◆ Your task ◆
Only some lines are wanted. Transcribe, exactly, the lines below from the line with "Target: lion's face" up to and including the line with "Spot the lion's nose".

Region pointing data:
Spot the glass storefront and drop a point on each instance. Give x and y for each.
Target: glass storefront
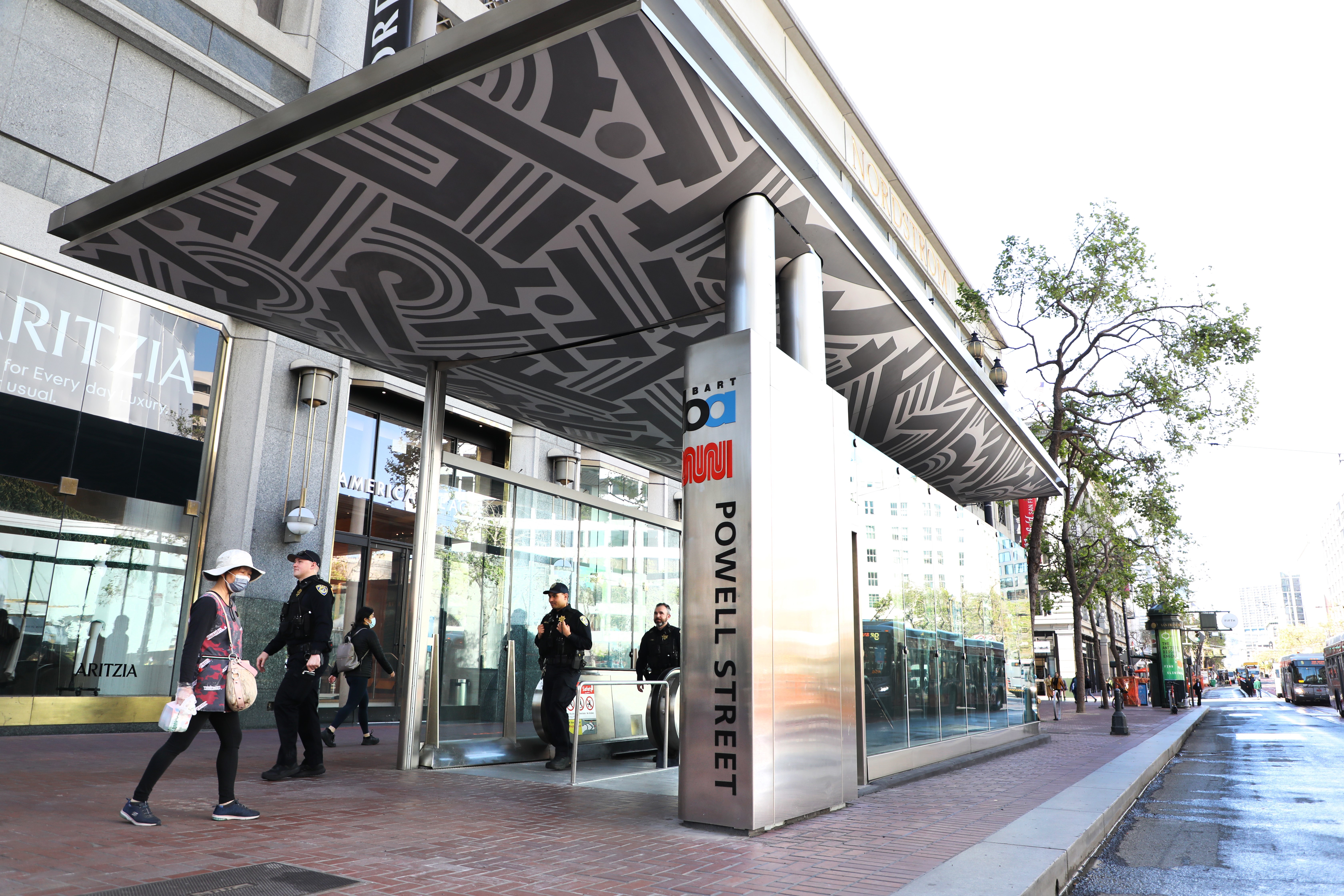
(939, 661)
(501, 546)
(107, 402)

---

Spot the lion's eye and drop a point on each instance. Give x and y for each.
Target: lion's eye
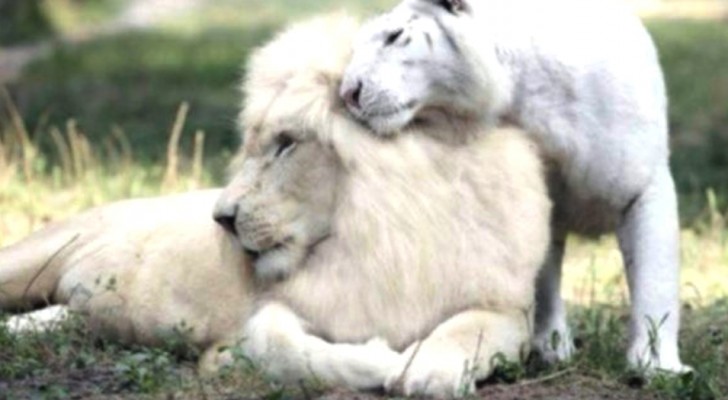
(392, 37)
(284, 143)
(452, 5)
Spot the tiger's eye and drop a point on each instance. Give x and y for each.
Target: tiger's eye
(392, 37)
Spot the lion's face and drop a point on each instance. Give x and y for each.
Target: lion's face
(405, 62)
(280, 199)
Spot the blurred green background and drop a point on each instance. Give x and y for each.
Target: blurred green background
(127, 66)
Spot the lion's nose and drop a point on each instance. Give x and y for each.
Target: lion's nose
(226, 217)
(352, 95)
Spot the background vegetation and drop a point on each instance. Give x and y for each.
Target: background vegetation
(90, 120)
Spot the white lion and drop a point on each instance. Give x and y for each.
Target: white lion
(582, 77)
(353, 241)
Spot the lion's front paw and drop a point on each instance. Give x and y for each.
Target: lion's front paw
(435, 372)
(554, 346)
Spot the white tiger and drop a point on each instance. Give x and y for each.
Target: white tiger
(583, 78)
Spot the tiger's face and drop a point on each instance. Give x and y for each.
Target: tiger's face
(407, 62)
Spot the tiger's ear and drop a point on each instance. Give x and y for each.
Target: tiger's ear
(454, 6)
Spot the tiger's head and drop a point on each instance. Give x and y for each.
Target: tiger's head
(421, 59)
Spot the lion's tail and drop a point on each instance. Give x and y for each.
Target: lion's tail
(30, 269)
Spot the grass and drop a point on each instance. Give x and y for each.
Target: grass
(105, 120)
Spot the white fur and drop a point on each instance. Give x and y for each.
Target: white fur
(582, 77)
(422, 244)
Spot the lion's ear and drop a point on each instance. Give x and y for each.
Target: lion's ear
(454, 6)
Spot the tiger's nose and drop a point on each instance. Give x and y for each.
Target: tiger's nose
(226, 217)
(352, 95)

...

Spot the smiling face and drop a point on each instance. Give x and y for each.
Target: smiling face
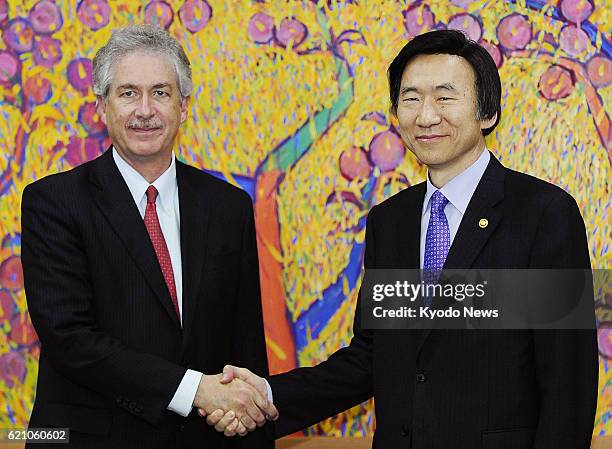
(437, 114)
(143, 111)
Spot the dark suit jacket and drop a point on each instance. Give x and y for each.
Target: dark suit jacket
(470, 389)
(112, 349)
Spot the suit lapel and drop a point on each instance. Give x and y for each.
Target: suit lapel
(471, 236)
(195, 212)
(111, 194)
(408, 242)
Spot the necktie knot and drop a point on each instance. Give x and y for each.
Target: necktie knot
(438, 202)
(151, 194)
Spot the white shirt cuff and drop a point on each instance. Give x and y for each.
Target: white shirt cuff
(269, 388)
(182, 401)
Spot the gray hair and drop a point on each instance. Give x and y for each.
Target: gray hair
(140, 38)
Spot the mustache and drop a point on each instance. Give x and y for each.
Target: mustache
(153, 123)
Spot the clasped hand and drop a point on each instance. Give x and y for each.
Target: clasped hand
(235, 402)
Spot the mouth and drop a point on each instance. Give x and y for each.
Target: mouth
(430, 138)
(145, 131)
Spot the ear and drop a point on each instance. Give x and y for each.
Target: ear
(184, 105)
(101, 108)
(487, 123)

◆ The answer ◆
Target: lion's face
(405, 62)
(280, 199)
Spot the blurred green background and drop a point on each instance. Give x and y for each.
Target: blurred green background
(127, 66)
Spot the lion's nose and drop a point on each instance. Give x and y for each.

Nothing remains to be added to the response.